**Passage:**
*** Begin section ***
Q12. Two-tailed test: X ~ B(15, p). H₀: p=0.5, H₁: p≠0.5, α=10%. (a) Find the critical region. (b) An observed value of X=3 is obtained. State the conclusion.

Mid-tier
[6 marks]
Method to use Consider Critical Region Approach — split α into 5% per tail; find critical values at each end of B(15, 0.5).
M1 (a) B(15,0.5). Lower: P(X≤c₁)≤0.05. P(X≤3)=0.0176≤0.05; P(X≤4)=0.0592>0.05. So c₁=3. AO1 — lower critical value
A1 Upper: by symmetry (p=0.5), c₂=15−3=12. P(X≥12)=P(X≤3)=0.0176≤0.05 ✓. AO2 — using symmetry correctly Common mistake: Not recognising the symmetry of B(n, 0.5) and recomputing from scratch.
A1 Critical region: X ≤ 3 or X ≥ 12. AO1 — correct CR
A1 Actual significance level: 2×0.0176 = 0.0352 (3.52%). AO2 — actual sig level
A1 (b) X=3 falls in the critical region (X≤3). Reject H₀. AO2 — applying the CR to the observation
A1 There is sufficient evidence at the 10% level to conclude that p ≠ 0.5. AO2 — two-tailed conclusion in context

Q13. A biologist claims that, under certain conditions, exactly 25% of tadpoles survive to become frogs. She observes that in a sample of 20, only 1 survives. Test at 5% whether this provides evidence against the claim. State clearly whether you use a one-tailed or two-tailed test and justify your choice.

Mid-tier
[7 marks]
Method to use Consider P-Value Approach — the word “against the claim” without a direction suggests two-tailed; but if the observation is in the lower tail, use lower one-tailed is also defensible — justify your choice.
*** End section ***
**What is being asked:** Carry on the binomial hypothesis-testing mark scheme above from the point where it ends.

**Dataset extract:**
*** Begin section ***
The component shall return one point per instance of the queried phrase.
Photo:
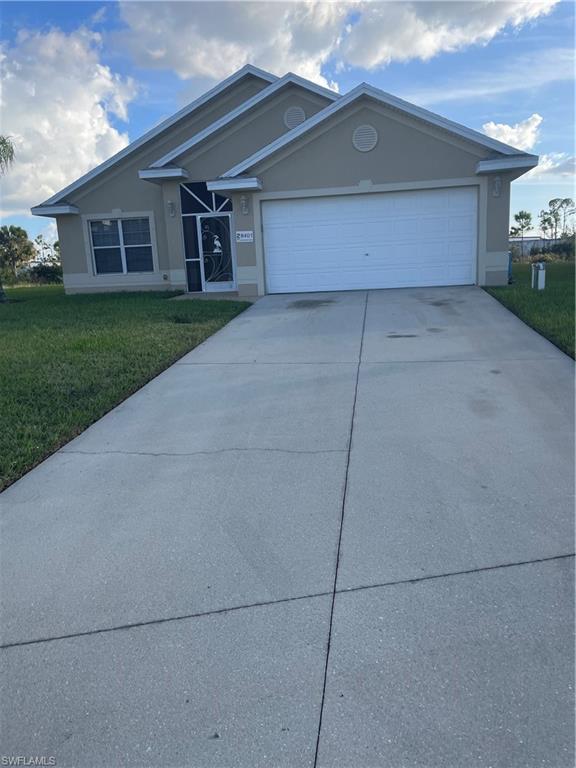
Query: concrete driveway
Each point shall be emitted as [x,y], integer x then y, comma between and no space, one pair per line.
[339,533]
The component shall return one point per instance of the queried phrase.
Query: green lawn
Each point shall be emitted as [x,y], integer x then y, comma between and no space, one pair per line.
[551,311]
[67,360]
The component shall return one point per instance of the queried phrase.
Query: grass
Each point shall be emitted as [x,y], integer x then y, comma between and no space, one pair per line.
[67,360]
[551,311]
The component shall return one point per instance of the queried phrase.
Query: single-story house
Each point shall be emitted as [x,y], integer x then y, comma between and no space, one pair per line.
[274,185]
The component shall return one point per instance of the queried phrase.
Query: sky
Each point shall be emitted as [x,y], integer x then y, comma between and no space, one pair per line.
[80,80]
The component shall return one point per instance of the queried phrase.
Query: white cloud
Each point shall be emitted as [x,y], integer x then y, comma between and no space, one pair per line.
[553,166]
[57,102]
[558,165]
[211,41]
[523,135]
[532,70]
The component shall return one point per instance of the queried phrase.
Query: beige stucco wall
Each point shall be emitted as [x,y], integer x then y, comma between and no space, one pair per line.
[121,191]
[243,137]
[408,155]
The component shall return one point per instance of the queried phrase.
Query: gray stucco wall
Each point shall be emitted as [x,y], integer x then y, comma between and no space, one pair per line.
[121,191]
[408,154]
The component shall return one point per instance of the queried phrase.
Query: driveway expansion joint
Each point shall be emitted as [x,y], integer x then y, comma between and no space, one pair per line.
[341,526]
[294,598]
[215,451]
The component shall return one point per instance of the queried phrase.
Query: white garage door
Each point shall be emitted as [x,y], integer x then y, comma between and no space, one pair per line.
[383,240]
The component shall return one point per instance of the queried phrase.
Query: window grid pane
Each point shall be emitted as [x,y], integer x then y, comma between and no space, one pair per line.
[139,258]
[108,261]
[119,252]
[105,233]
[136,231]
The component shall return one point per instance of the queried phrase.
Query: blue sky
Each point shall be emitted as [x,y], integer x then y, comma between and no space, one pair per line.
[83,78]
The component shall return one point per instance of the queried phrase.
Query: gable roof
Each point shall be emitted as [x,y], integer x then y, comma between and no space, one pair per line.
[383,98]
[246,71]
[266,93]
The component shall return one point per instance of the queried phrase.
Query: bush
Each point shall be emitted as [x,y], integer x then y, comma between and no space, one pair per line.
[46,273]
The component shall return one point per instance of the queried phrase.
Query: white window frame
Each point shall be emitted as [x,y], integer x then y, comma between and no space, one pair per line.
[119,216]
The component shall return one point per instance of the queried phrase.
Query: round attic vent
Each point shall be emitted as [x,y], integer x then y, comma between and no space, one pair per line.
[294,116]
[365,138]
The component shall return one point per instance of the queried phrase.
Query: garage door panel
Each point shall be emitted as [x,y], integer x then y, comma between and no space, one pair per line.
[381,240]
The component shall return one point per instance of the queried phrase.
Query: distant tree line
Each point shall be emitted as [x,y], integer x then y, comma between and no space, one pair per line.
[21,260]
[556,228]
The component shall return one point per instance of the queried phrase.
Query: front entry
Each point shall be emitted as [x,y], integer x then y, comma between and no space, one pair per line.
[207,224]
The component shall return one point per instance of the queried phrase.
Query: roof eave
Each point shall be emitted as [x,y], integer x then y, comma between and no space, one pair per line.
[258,98]
[364,89]
[499,164]
[248,69]
[61,209]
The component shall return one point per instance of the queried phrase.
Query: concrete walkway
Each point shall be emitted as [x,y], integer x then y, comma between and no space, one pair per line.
[339,533]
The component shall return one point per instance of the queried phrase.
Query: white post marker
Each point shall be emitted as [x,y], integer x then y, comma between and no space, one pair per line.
[539,275]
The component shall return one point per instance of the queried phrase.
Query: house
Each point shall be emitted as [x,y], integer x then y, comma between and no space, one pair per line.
[273,185]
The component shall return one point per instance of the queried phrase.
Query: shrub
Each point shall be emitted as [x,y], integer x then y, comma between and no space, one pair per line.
[45,273]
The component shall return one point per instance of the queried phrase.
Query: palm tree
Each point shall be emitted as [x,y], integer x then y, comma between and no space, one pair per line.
[6,160]
[6,154]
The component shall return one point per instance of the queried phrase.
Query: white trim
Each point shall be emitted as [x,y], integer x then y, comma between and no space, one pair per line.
[266,93]
[119,215]
[402,186]
[54,210]
[192,107]
[159,174]
[233,184]
[507,164]
[383,98]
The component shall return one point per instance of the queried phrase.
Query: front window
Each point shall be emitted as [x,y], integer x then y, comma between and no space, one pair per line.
[121,245]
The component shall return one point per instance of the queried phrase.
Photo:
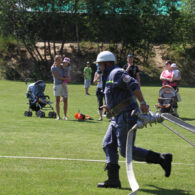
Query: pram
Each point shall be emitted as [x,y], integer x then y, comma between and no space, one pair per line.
[37,100]
[167,100]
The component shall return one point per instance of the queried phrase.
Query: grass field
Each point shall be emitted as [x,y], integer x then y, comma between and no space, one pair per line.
[44,137]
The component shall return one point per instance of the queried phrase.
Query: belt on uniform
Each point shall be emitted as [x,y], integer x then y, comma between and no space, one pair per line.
[120,107]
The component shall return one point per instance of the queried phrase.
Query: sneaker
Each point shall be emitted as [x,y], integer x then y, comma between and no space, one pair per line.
[166,163]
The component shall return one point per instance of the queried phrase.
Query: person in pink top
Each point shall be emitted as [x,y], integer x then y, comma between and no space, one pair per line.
[67,68]
[167,78]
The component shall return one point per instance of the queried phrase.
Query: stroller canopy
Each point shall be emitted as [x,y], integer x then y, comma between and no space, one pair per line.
[36,89]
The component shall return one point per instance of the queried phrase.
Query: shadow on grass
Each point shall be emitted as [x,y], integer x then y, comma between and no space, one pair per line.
[187,119]
[84,121]
[162,191]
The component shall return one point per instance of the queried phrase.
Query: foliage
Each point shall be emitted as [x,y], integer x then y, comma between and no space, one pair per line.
[44,137]
[137,25]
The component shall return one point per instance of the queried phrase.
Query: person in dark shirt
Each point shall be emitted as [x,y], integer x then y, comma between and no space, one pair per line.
[132,69]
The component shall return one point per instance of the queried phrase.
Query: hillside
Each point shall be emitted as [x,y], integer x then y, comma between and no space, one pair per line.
[18,69]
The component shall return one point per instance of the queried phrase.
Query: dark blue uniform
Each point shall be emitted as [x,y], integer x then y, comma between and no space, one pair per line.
[119,87]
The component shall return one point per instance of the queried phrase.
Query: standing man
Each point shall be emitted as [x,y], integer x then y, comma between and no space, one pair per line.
[132,69]
[121,91]
[58,74]
[87,77]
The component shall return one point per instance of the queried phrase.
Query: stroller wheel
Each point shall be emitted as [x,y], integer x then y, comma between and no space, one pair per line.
[40,114]
[28,113]
[54,115]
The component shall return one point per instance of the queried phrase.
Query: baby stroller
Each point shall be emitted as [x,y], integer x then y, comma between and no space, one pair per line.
[37,100]
[167,100]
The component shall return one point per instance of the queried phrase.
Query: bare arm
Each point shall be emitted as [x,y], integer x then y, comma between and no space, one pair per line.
[164,78]
[96,77]
[143,106]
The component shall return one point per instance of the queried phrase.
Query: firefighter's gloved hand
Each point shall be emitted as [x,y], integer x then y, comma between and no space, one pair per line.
[144,108]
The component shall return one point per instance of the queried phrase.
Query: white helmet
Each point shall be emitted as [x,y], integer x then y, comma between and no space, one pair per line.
[105,56]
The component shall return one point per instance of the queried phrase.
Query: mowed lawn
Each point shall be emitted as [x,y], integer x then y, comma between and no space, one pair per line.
[44,137]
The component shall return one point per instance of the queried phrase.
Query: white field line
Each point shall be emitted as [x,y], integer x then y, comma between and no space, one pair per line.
[71,159]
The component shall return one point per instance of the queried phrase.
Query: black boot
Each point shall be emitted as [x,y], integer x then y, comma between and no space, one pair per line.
[163,159]
[113,177]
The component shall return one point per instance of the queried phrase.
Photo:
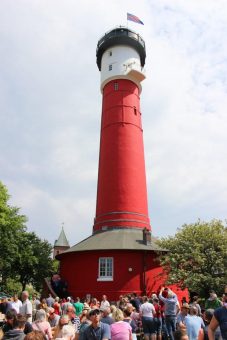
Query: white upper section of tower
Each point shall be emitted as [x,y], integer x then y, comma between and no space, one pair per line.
[121,62]
[121,54]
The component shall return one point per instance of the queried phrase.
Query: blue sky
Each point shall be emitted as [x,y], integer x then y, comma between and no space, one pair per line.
[50,106]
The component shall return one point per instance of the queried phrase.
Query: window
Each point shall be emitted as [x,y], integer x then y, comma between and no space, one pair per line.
[105,269]
[115,86]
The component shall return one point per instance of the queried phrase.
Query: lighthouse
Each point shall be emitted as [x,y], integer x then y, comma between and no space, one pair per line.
[121,193]
[121,255]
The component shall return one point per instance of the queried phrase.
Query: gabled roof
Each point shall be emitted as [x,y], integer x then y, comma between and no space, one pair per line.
[62,240]
[121,239]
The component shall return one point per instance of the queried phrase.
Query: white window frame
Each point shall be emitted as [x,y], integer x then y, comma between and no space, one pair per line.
[105,277]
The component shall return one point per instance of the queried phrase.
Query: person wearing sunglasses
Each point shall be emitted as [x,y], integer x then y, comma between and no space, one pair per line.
[97,330]
[219,319]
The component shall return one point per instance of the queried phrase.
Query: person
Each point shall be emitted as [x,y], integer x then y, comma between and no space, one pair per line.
[68,332]
[170,310]
[57,306]
[73,319]
[94,303]
[97,329]
[122,302]
[35,335]
[40,324]
[17,333]
[120,330]
[208,314]
[135,301]
[43,305]
[35,304]
[104,303]
[26,308]
[84,322]
[16,303]
[11,317]
[53,318]
[182,315]
[66,304]
[147,312]
[157,318]
[132,323]
[219,319]
[212,302]
[180,334]
[195,302]
[106,318]
[50,300]
[194,324]
[57,331]
[5,305]
[78,306]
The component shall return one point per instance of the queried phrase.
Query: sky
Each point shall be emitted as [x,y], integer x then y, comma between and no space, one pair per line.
[50,110]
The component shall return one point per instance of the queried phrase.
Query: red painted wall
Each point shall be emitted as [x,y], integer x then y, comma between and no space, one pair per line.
[80,270]
[122,192]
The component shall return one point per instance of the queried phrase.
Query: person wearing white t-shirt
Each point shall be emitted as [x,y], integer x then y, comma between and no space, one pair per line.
[26,308]
[147,312]
[104,303]
[16,304]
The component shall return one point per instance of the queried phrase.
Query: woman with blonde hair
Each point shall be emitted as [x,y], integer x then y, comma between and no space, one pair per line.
[41,323]
[57,331]
[120,330]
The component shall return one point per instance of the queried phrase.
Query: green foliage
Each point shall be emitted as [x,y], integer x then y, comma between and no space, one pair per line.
[24,257]
[197,257]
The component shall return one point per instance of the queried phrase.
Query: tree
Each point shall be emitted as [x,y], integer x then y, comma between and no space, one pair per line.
[11,226]
[24,257]
[197,257]
[34,260]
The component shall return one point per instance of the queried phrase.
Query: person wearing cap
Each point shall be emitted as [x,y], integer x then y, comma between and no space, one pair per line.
[79,306]
[106,318]
[194,324]
[104,303]
[26,308]
[97,329]
[53,318]
[212,302]
[57,331]
[207,317]
[17,332]
[16,303]
[219,319]
[170,310]
[40,324]
[182,315]
[73,319]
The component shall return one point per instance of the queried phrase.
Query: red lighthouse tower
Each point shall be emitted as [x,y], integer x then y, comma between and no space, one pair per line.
[122,193]
[120,256]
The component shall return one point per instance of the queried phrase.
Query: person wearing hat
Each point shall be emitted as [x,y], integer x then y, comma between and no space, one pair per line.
[212,302]
[194,324]
[53,318]
[219,319]
[97,329]
[182,315]
[40,324]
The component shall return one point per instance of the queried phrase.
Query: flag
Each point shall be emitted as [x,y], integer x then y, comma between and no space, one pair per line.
[132,17]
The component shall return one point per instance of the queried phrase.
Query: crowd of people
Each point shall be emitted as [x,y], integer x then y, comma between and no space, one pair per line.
[158,317]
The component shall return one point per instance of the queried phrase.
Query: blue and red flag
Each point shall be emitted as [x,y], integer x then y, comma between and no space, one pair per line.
[133,18]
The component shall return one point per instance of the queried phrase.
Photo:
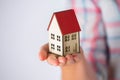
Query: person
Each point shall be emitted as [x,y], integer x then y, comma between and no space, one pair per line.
[100,23]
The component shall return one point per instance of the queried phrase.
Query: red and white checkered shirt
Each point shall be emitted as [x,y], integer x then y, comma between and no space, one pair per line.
[100,35]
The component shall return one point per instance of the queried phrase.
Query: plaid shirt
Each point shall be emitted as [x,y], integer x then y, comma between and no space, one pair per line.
[100,35]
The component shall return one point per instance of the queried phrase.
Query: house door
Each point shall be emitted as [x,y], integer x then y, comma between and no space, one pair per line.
[75,48]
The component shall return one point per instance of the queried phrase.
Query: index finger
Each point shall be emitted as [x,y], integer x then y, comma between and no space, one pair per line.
[43,53]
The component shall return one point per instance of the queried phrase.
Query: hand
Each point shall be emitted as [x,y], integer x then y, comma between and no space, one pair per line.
[60,61]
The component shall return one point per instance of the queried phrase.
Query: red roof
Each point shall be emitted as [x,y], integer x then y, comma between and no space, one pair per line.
[67,21]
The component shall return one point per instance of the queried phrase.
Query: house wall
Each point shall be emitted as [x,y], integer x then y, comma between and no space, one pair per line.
[74,44]
[54,29]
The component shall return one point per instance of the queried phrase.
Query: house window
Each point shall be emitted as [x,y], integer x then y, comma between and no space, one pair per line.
[58,38]
[73,36]
[52,36]
[67,49]
[58,48]
[52,46]
[67,38]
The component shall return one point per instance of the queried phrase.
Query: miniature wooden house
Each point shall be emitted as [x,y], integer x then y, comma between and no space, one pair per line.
[64,33]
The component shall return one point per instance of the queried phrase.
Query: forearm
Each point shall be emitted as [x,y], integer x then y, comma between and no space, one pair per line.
[78,71]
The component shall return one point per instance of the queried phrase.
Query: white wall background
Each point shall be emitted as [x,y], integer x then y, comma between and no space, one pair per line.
[23,29]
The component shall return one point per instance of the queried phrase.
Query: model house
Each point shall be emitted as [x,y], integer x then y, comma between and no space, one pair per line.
[64,33]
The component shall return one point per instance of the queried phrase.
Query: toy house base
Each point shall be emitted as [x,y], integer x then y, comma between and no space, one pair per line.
[64,33]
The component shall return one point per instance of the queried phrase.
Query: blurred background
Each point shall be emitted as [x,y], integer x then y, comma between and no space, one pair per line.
[23,29]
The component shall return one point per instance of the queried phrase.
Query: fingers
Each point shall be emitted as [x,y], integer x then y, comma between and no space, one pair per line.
[43,54]
[52,59]
[62,61]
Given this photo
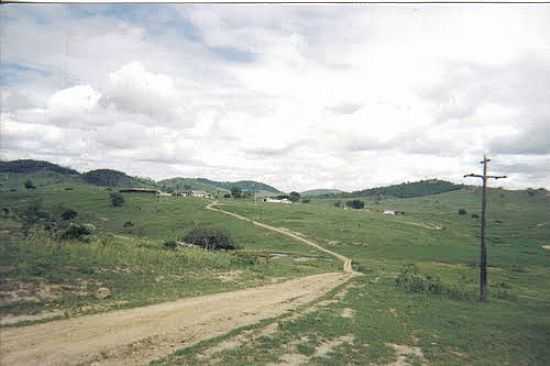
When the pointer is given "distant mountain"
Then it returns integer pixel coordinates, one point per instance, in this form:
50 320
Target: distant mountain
27 166
115 178
320 192
410 189
215 186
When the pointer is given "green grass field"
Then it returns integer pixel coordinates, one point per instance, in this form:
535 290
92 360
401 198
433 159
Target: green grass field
513 328
50 275
371 319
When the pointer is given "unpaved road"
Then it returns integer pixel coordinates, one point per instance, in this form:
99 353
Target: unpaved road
137 336
345 260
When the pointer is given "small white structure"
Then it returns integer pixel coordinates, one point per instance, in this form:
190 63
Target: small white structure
199 194
274 200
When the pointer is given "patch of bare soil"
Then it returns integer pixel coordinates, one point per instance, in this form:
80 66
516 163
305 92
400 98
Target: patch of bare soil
293 358
406 355
230 276
137 336
10 319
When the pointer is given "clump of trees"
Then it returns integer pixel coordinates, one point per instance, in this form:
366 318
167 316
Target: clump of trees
29 184
236 192
117 199
69 214
294 196
210 239
356 204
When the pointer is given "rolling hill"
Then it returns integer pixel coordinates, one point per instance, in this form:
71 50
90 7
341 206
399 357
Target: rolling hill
216 186
320 192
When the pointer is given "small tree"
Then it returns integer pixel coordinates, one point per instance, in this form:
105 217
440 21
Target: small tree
356 204
294 196
29 184
117 199
236 192
69 214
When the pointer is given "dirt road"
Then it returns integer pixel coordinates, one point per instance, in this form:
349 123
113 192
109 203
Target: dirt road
137 336
345 260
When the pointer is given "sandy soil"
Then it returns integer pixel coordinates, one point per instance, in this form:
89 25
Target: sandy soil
137 336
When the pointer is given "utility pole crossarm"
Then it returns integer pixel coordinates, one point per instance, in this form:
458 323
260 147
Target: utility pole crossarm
473 175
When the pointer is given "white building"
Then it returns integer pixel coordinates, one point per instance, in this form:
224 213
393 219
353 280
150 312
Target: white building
274 200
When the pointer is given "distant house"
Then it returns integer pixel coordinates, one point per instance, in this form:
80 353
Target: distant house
139 190
274 200
193 193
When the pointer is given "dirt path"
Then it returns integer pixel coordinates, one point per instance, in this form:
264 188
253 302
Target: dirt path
137 336
345 260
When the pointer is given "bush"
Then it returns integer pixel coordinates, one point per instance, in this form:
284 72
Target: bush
170 244
356 204
78 232
412 280
294 196
29 184
117 199
210 239
69 214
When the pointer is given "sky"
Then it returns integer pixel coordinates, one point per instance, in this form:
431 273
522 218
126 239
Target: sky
346 96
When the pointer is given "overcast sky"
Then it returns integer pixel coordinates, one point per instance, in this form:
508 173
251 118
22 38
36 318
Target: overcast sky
297 96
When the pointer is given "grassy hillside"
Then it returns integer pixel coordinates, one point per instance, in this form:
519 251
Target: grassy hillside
115 178
127 253
320 192
215 186
436 319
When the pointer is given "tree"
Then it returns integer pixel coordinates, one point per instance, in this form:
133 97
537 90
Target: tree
356 204
117 199
29 184
236 192
294 196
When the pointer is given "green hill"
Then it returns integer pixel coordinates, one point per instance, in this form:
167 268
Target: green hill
115 178
320 192
216 186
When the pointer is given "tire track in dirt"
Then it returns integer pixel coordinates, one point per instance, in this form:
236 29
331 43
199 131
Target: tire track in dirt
347 268
140 335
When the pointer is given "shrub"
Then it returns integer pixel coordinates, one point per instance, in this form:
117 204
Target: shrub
294 196
210 239
69 214
117 199
29 184
356 204
412 280
170 244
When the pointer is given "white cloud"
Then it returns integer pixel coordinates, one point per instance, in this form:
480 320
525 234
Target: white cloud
343 96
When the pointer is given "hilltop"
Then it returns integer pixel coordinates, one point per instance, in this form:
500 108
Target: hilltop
213 186
320 192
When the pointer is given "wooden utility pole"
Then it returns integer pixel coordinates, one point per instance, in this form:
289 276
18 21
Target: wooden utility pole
483 255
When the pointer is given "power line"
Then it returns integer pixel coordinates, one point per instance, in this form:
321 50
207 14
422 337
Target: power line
483 254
*** End section ***
**Result of the exercise:**
M1 p = probability a tadpole survives. H₀: p=0.25. H₁: p≠0.25 (two-tailed, as the question asks about evidence “against the claim” without specifying direction). AO2 — choosing and justifying test direction Common mistake: Using a one-tailed test without stating and justifying the direction.
M1 X ~ B(20, 0.25) under H₀. Observed x=1. Lower tail p-value = P(X≤1). AO1 — selecting the relevant tail
A1 P(X≤1) = P(X=0)+P(X=1) = (0.75)20 + 20(0.25)(0.75)19 ≈ 0.00317+0.02114 = 0.0243. AO1 — computing the probability
A1 Two-tailed p-value = 2×0.0243 = 0.0486 ≤ 0.05. Reject H₀. AO2 — doubling for two-tailed
A1 There is sufficient evidence at the 5% level to conclude that the survival probability differs from 25%. AO2 — conclusion in context with correct two-tailed language
A1 Alternative: use one-tailed at 5% with H₁: p<0.25. P(X≤1)=0.0243<0.05. Reject H₀. Conclusion: evidence the survival rate is less than 25%. (Both approaches acceptable if justified.) AO2 — alternative valid approach
A1 The observation (1 in 20 = 5%) is far below the claimed 25%, consistent with the rejection result. AO2 — contextual plausibility check

Q14. The probability of a randomly selected voter supporting a policy is thought to be 0.6. In a survey of 25 voters, x support the policy. The hypothesis test H₀: p=0.6 vs H₁: p≠0.6 at 5% is performed. Find the critical region and, for any observation in the critical region, state the form of the conclusion.

Mid-tier
[6 marks]
Method to use Consider Critical Region Approach — two-tailed test, 2.5% in each tail, B(25, 0.6).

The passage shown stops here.